→ **SUPPLIED RECORDS**
=====

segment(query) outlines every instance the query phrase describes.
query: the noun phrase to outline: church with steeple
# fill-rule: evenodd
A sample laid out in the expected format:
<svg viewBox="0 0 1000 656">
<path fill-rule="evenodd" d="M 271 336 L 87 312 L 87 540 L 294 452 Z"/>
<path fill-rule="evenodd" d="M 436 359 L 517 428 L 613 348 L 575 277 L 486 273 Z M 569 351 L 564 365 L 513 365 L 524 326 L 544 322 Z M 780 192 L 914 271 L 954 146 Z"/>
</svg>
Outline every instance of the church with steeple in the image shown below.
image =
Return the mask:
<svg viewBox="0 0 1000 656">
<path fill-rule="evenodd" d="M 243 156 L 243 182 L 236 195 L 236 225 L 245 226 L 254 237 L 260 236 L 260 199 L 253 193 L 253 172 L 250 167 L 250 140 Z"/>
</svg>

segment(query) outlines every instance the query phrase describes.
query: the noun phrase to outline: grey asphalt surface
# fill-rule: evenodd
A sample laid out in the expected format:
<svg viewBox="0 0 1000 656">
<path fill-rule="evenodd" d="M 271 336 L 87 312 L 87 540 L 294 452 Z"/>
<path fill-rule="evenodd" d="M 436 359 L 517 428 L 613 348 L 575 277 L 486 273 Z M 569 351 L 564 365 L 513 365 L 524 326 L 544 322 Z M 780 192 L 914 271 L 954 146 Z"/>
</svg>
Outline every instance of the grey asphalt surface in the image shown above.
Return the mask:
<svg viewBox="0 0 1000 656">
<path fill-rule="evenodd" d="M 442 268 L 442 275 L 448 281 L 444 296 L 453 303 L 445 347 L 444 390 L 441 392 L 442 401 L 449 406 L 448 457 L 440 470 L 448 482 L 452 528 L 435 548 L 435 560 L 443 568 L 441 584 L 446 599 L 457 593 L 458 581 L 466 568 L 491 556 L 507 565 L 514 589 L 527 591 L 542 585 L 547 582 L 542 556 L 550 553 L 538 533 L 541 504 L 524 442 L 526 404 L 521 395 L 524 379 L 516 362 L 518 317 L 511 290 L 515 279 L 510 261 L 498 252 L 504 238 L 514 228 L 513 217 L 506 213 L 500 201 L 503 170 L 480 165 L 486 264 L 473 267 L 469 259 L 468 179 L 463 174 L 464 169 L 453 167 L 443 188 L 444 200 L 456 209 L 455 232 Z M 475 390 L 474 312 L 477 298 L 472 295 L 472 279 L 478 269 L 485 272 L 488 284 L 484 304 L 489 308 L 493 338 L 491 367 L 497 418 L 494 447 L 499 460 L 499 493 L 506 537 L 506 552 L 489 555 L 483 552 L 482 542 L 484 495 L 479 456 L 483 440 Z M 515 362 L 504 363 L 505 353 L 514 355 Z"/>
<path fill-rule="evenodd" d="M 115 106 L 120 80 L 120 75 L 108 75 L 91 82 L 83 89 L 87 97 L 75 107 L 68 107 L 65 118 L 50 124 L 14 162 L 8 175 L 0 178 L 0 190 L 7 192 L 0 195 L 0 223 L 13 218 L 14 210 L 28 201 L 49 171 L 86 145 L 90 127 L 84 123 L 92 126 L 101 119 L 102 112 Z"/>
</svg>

=====

→ **TASK PROMPT**
When the string "every" appears in a line of the records above, that line is to be copied.

→ **RESPONSE TO THE EXERCISE**
segment(query) outlines every instance the query phrase describes.
Outline every instance of the church with steeple in the image shown below.
segment(query) outlines every instance the query phrase describes.
Outline every instance of the grey asphalt surface in the image shown above.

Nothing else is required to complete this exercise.